----- Excerpt to read -----
Theatre Review: Other Desert Cities

P1040768Arena Stage concludes this season’s plays with Jon Robin Baitz’s Other Desert Cities.  This play explores the intersection of the private and public lives of a family from about 1970 to 2005.  Our conversation and contemplation began before the show began, as we viewed the Fitchlander Theatre’s set (Kate Edmunds), which gave us those creamy white carpets and swivel chairs, and sunken conversation fire-pit ring.  “When did you last see one of those?”

I recalled a ski trip at Lake Tahoe in my teens.  The cabin had the sunken half ring around the burnt orange, cone fireplace.  Linda recalled a modern home built in their New England beach community, with the sunken conversation circle around the fire pit.  The question we then asked was whether this set represented a home from the 1970’s? Or, a home that never changed since the 1970’s?  We would learn that “Yes” would be the answer to both questions.

Other Desert Stories, presents aging parents, Lyman (Larry Bryggman) and Polly Wyeth (Helen Carey), who have bought their daughter, Brooke (Emily Donahoe), and son, Ttrip (Scott Drummond) to their Palm Springs home for Christmas.  Polly’s sister, Silda Grauman (Martha Hackett) also lives in the house, since she had complete alcohol rehab, until she could arrange a different situation.
-----
**Goal 1**
According to the theatre review, who designed the set?
**Goal 2**
Reproduce the passage of the theatre review starting at "I recalled a" and ending at "a different situation.".
The listing is separate material, unrelated to the theatre review.
----- Extracted material -----
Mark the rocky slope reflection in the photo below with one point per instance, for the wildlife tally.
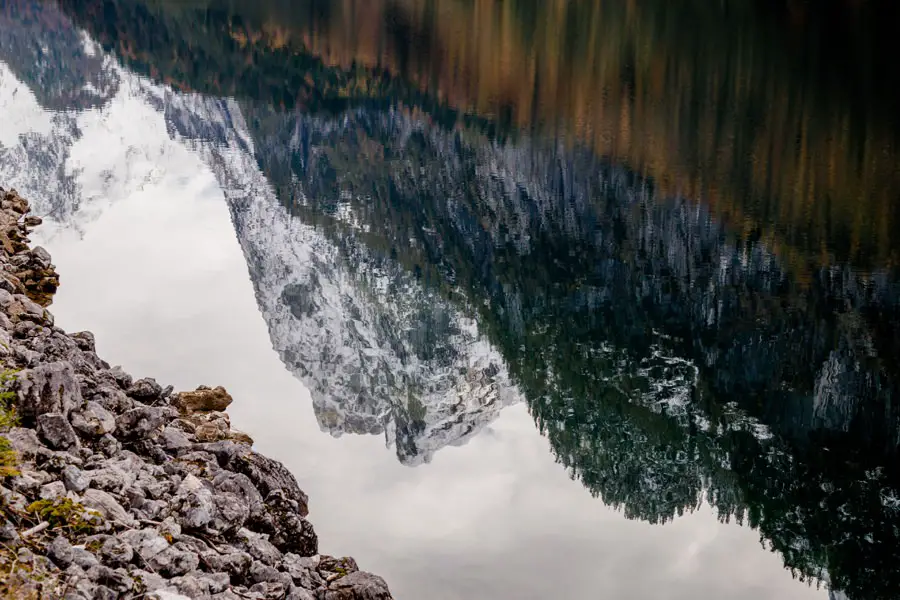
(668, 361)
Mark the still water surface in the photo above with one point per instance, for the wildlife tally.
(538, 300)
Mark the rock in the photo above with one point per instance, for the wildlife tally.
(193, 505)
(48, 388)
(146, 542)
(145, 390)
(202, 399)
(26, 444)
(40, 254)
(93, 420)
(82, 558)
(289, 531)
(8, 531)
(173, 439)
(53, 490)
(357, 586)
(107, 506)
(258, 547)
(236, 564)
(231, 512)
(174, 561)
(60, 551)
(54, 428)
(268, 476)
(141, 422)
(298, 593)
(84, 340)
(75, 479)
(116, 551)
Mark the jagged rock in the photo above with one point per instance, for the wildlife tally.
(48, 388)
(75, 479)
(193, 506)
(84, 340)
(116, 551)
(235, 563)
(146, 542)
(145, 390)
(258, 546)
(174, 561)
(173, 438)
(357, 586)
(56, 431)
(60, 551)
(267, 475)
(202, 399)
(132, 454)
(107, 506)
(93, 420)
(140, 422)
(53, 490)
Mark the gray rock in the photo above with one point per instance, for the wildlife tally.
(174, 560)
(145, 390)
(93, 420)
(240, 485)
(290, 532)
(267, 476)
(8, 531)
(193, 505)
(60, 551)
(141, 422)
(151, 582)
(357, 586)
(54, 428)
(191, 586)
(258, 547)
(298, 593)
(235, 563)
(260, 572)
(75, 479)
(173, 438)
(120, 377)
(53, 490)
(48, 388)
(270, 589)
(116, 551)
(231, 512)
(107, 506)
(26, 443)
(85, 340)
(217, 582)
(83, 558)
(111, 578)
(146, 542)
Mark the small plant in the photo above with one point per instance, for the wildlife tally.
(64, 513)
(8, 419)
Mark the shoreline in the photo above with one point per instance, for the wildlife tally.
(116, 487)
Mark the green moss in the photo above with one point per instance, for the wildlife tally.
(64, 513)
(8, 458)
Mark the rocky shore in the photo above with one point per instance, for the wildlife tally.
(115, 487)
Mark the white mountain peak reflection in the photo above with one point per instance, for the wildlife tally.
(328, 211)
(379, 354)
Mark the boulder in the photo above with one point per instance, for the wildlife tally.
(48, 388)
(54, 428)
(202, 399)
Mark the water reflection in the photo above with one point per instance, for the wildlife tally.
(565, 207)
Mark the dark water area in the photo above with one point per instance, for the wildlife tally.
(669, 230)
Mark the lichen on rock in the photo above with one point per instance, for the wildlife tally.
(112, 487)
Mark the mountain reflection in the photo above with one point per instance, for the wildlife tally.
(585, 206)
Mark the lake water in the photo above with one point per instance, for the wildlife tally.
(536, 299)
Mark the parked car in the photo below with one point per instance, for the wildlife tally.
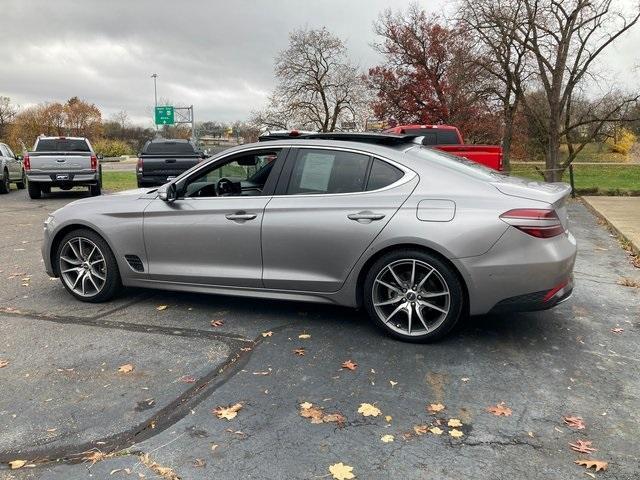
-----
**Worked solution 1**
Kate Edmunds

**Worked solution 2**
I recalled a ski trip at Lake Tahoe in my teens.  The cabin had the sunken half ring around the burnt orange, cone fireplace.  Linda recalled a modern home built in their New England beach community, with the sunken conversation circle around the fire pit.  The question we then asked was whether this set represented a home from the 1970’s? Or, a home that never changed since the 1970’s?  We would learn that “Yes” would be the answer to both questions.

Other Desert Stories, presents aging parents, Lyman (Larry Bryggman) and Polly Wyeth (Helen Carey), who have bought their daughter, Brooke (Emily Donahoe), and son, Ttrip (Scott Drummond) to their Palm Springs home for Christmas.  Polly’s sister, Silda Grauman (Martha Hackett) also lives in the house, since she had complete alcohol rehab, until she could arrange a different situation.